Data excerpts
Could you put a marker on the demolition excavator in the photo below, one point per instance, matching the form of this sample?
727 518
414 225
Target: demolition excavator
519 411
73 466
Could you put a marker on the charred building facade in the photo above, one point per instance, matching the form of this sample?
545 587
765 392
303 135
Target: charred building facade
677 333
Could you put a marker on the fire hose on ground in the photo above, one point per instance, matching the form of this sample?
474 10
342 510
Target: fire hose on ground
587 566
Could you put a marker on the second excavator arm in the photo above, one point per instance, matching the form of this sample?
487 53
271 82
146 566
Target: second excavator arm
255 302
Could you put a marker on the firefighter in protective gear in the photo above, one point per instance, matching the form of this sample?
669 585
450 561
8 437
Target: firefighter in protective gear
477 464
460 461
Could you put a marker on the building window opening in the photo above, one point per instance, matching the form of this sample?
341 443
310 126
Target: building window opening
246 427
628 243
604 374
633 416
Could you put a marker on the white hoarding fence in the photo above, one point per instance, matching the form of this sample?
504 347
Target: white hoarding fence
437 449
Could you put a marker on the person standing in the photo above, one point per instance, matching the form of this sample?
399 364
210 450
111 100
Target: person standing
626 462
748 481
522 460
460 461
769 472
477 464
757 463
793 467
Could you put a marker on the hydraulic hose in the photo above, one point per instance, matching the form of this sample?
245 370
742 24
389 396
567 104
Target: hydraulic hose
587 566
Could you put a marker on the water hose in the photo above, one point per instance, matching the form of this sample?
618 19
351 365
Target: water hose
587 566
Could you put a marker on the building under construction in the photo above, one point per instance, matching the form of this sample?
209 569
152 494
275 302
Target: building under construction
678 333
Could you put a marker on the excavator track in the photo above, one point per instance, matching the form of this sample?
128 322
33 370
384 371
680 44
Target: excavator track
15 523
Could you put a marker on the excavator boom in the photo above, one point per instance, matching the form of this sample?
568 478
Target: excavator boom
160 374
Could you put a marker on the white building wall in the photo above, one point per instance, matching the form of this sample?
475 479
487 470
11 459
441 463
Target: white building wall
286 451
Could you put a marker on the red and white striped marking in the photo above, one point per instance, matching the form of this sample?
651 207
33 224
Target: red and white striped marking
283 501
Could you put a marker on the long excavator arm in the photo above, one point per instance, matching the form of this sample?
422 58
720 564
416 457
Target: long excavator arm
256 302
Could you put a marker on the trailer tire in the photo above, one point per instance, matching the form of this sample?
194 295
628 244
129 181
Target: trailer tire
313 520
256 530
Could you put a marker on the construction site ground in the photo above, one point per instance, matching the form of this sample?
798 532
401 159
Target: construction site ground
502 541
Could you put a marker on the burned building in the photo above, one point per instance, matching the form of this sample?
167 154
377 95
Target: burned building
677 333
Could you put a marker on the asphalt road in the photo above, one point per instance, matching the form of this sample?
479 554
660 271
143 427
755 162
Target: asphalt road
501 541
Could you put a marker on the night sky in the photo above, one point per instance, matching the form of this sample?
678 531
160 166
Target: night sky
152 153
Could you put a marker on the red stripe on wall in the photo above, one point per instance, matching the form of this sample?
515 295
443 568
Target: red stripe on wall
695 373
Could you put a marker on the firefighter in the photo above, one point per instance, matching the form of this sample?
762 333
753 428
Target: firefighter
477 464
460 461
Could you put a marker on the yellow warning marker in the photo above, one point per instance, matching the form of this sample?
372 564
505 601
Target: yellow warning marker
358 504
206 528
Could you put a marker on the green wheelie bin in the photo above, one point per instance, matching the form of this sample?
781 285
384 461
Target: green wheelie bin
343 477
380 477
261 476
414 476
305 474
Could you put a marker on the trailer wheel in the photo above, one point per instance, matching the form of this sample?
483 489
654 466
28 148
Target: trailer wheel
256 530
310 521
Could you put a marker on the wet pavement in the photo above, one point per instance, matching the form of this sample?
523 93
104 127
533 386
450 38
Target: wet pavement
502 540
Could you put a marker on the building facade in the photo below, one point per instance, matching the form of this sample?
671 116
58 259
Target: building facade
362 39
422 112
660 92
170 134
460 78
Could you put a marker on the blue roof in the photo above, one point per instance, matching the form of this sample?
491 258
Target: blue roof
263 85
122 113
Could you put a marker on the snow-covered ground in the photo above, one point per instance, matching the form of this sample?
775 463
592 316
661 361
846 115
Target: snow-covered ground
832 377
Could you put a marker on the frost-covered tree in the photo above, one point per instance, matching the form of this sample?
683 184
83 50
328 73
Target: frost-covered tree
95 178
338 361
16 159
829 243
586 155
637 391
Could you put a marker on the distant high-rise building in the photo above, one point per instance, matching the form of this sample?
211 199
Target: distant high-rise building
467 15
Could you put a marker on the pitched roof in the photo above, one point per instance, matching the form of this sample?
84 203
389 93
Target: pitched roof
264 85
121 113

...

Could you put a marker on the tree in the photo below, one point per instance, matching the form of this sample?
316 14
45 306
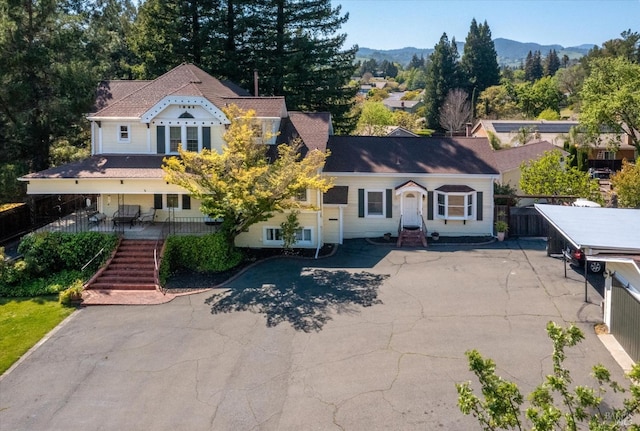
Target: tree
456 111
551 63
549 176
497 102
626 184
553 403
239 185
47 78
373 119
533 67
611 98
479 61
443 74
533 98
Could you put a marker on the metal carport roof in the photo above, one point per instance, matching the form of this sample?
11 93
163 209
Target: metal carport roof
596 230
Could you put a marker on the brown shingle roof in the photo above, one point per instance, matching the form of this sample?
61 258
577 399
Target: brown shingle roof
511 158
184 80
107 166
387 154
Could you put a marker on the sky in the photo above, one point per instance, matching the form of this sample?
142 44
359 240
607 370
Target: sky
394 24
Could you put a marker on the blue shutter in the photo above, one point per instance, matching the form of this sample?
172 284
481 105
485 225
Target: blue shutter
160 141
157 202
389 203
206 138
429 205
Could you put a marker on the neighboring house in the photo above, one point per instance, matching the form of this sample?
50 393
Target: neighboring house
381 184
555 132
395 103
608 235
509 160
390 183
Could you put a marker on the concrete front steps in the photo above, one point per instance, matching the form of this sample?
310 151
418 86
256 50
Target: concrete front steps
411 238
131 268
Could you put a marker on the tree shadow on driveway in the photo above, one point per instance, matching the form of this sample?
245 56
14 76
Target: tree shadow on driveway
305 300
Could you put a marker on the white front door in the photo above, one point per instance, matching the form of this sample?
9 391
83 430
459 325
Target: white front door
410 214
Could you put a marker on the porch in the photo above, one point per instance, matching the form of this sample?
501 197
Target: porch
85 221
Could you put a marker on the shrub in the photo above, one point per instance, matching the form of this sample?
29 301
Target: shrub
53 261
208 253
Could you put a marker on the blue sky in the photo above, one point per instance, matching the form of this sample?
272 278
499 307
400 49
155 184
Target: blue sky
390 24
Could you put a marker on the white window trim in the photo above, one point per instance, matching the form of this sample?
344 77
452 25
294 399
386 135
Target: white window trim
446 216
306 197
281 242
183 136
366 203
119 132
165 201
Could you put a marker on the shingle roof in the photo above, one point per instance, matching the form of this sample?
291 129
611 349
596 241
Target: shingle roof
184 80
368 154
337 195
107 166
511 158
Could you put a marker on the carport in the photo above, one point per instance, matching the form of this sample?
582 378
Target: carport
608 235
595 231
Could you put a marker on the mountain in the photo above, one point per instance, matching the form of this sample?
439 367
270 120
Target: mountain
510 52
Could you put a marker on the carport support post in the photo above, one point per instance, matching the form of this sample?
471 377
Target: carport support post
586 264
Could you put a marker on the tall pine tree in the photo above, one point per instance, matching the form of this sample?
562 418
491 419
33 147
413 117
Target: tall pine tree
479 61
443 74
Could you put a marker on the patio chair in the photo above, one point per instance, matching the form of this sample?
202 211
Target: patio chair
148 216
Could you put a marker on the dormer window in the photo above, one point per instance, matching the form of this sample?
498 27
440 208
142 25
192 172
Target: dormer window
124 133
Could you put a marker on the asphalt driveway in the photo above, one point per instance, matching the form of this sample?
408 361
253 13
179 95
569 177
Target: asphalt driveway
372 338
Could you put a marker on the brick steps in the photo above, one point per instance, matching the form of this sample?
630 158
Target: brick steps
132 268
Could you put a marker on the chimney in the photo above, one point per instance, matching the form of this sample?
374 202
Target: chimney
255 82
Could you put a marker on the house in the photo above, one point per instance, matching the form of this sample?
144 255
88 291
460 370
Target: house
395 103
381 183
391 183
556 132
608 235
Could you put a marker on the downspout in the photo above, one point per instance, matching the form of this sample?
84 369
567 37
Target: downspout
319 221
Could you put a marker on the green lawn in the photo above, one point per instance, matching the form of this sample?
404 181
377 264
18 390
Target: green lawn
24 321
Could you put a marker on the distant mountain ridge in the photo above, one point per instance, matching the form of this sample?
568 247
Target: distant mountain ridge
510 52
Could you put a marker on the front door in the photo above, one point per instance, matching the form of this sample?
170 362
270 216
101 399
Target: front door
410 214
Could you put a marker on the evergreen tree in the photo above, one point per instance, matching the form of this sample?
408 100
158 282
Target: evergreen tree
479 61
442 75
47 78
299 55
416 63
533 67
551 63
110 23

- _Your instructions_
Count the lines in these records that hold the string "below". Only the number is wanted.

- _Exercise result_
3